GOAL OF THE EXERCISE>
Your response should consist of the records, reproduced exactly.

EXTRACTED RECORDS>

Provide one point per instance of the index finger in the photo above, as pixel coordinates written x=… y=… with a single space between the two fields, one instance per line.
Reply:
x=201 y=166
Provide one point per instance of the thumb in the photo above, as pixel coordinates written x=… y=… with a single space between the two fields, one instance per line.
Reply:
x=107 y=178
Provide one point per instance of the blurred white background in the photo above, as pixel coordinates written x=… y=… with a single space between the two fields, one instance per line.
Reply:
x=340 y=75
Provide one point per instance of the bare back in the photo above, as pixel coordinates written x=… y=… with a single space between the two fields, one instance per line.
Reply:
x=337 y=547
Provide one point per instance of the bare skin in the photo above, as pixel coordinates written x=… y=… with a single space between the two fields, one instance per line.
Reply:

SOLVED PROBLEM>
Provide one point per instance of the index finger in the photo above, as pixel coordinates written x=… y=… with a single space between the two fields, one instance per line.
Reply:
x=201 y=166
Provide one point per instance of the thumb in the photo above, as pixel coordinates written x=… y=… with a single space between the two fields, one instance per line.
Reply:
x=107 y=178
Provide one point per instance of the blurred white background in the photo above, as pixel coordinates written x=… y=… with a single space between the two fields, one instance per line.
Reply:
x=340 y=75
Provide one point per instance of the bare back in the photo above, as pixel coordinates written x=… y=… with a single space between the two fields, one instance per line.
Reply:
x=337 y=547
Provide one point per instance of the bare skin in the photo above, as pixel coordinates written x=… y=… with a single space between the two fields, one instance per line.
Reply:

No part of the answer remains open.